— start of Document excerpt —
As previously explained, the Bureau purchases data from vendors. Some of these purchases are "off the shelf" products that are available for purchase by anyone in the private sector or government. Other products, described further in the section of this report on Core Data Assets, are customized for the Bureau from data that the vendor collects for sale. All of those data assets are listed in Appendix B, subject to the limitations previously discussed.

Most of the data assets the Bureau has procured from vendors were procured to be used generally as relevant to understand historical patterns or current trends in particular markets or in consumers' preferences and uses regarding consumer financial products and services. The uses of these data assets thus falls outside the definition of "reuse." The Bureau is not aware of any instance in which it purchased data for a specific and limited purpose and then reused for another purpose.

Additionally, access to, and reuse of, these data are restricted in accordance with the applicable license agreements.
— end of Document excerpt —
Tasks for this exercise.
1. Based on the passage on the Bureau's vendor data purchases, does each statement agree with it? Answer yes or no for each, and quote the words that decide it. (a) Every data asset the Bureau has bought from vendors is listed in Appendix B. (b) The Bureau knows of cases where data bought for one specific purpose was reused for another purpose. (c) Access to the purchased data is unrestricted.
2. Transcribe the passage on the Bureau's vendor data purchases between "As previously explained, the" and "limitations previously discussed.", inclusive.
— start of Raw data —
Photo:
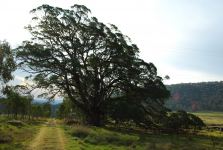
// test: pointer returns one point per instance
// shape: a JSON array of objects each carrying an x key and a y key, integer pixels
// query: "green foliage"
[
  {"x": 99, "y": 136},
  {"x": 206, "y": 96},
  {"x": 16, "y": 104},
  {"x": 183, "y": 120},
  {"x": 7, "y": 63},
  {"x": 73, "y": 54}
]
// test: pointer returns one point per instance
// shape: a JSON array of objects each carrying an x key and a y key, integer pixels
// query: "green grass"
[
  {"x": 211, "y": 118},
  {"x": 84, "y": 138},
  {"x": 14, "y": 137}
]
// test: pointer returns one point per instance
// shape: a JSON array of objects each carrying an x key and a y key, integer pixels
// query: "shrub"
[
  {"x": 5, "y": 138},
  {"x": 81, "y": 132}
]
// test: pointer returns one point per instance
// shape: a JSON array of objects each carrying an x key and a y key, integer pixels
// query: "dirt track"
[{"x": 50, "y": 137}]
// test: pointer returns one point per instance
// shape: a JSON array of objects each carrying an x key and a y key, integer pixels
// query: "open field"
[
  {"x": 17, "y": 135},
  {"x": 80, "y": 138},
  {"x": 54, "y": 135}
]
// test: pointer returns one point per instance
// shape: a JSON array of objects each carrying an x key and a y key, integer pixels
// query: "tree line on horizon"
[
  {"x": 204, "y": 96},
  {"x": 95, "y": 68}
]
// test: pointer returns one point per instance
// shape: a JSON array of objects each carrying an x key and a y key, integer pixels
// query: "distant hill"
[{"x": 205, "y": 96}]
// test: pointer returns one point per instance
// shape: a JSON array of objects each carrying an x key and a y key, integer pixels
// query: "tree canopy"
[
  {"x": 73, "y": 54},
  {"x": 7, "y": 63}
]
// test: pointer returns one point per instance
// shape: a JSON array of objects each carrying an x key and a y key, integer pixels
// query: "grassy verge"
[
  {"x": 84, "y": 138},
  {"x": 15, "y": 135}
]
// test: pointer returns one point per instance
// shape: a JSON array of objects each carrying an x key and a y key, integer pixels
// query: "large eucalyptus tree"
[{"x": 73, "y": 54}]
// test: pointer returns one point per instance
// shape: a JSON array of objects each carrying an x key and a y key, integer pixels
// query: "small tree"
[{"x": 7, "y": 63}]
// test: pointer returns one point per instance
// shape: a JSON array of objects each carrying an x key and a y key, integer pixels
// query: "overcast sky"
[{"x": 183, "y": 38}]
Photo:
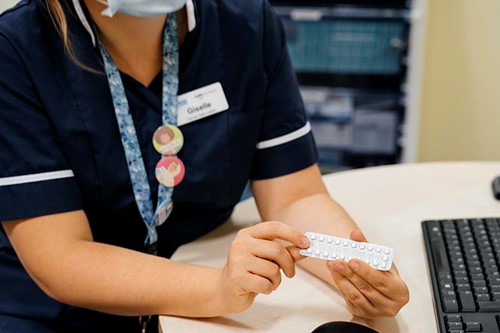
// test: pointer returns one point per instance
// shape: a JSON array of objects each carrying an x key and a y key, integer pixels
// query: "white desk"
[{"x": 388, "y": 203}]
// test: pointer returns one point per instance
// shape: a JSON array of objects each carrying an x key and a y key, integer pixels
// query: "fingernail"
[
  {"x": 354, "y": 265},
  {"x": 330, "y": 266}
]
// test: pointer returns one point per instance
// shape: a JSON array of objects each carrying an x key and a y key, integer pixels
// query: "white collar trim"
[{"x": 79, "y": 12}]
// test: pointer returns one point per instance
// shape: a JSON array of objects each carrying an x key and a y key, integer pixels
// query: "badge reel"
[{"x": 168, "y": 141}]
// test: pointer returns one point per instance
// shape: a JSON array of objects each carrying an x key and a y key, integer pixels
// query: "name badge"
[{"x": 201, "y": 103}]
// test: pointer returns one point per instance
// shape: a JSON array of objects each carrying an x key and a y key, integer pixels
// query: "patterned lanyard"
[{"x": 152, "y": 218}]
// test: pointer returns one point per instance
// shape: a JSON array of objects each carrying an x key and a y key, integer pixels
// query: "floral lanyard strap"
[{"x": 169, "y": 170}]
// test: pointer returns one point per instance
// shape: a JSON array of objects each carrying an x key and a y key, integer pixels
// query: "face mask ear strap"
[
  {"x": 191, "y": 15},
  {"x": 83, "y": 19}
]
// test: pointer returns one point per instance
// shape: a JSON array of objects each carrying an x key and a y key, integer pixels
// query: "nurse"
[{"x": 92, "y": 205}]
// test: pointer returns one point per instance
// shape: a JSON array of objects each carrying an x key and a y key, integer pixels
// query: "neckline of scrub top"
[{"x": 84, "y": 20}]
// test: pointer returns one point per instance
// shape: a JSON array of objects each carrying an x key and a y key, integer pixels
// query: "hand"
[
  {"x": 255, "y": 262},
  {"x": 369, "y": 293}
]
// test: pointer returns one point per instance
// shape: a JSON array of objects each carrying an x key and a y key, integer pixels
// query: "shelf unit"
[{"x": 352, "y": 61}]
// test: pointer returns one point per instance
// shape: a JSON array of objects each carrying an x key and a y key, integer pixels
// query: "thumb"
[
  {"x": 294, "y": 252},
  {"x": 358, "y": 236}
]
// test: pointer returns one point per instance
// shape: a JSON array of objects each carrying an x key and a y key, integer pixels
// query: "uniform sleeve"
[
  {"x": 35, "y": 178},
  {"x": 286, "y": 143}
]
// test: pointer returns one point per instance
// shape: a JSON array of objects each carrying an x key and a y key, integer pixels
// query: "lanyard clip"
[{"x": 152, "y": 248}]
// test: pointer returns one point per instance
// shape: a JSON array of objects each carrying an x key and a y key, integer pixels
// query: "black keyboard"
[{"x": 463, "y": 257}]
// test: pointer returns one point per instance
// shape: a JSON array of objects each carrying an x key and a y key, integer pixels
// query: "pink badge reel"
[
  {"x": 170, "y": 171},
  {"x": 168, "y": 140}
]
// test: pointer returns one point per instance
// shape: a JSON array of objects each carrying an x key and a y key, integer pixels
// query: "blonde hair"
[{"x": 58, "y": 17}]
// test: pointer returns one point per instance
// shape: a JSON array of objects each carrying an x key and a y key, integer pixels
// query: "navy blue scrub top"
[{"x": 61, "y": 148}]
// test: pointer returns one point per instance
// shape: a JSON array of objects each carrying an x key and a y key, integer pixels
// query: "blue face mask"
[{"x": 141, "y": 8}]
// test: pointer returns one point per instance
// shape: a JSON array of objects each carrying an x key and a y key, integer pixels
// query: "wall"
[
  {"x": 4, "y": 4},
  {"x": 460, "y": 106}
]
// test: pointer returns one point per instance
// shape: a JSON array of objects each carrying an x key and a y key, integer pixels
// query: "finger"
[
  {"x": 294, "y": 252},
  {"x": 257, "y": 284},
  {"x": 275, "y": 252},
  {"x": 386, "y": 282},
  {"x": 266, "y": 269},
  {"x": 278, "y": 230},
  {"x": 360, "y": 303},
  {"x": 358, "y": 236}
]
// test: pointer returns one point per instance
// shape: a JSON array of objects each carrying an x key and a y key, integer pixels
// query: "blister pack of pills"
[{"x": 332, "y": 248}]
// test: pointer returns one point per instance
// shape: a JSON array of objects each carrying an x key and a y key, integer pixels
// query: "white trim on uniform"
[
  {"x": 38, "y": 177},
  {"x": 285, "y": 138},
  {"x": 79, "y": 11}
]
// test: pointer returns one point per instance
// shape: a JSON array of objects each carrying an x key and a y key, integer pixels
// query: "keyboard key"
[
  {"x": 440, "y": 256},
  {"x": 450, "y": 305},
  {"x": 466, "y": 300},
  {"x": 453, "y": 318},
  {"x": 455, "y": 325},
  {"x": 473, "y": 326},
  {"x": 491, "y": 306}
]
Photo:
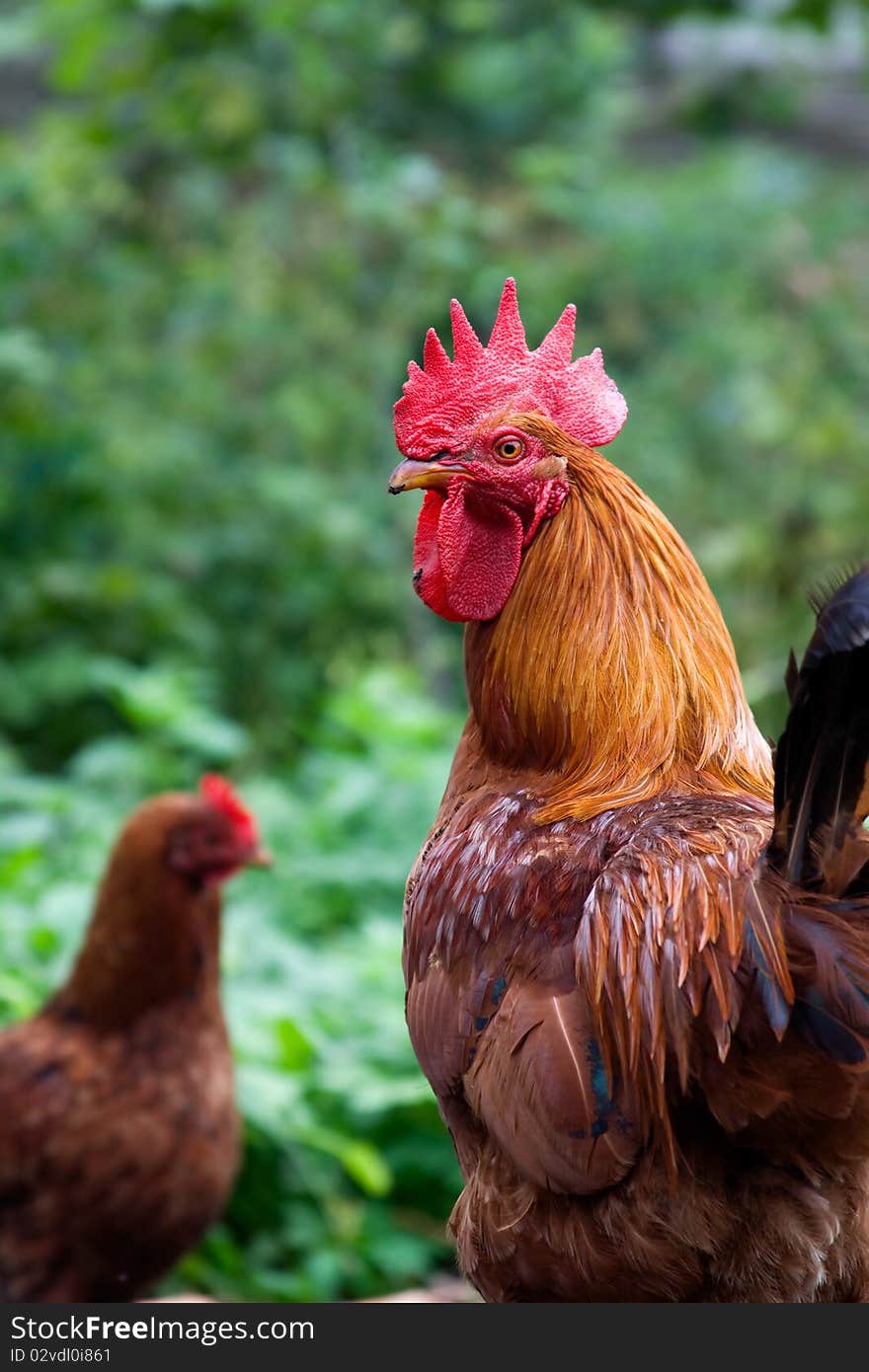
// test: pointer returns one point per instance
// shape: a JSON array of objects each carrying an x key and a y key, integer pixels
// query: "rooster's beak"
— end of Raw data —
Answers for the exercise.
1.
(a) Yes: "All of those data assets are listed in Appendix B, subject to the limitations previously discussed."
(b) No: "The Bureau is not aware of any instance in which it purchased data for a specific and limited purpose and then reused for another purpose."
(c) No: "access to, and reuse of, these data are restricted in accordance with the applicable license agreements."

2.
As previously explained, the Bureau purchases data from vendors. Some of these purchases are "off the shelf" products that are available for purchase by anyone in the private sector or government. Other products, described further in the section of this report on Core Data Assets, are customized for the Bureau from data that the vendor collects for sale. All of those data assets are listed in Appendix B, subject to the limitations previously discussed.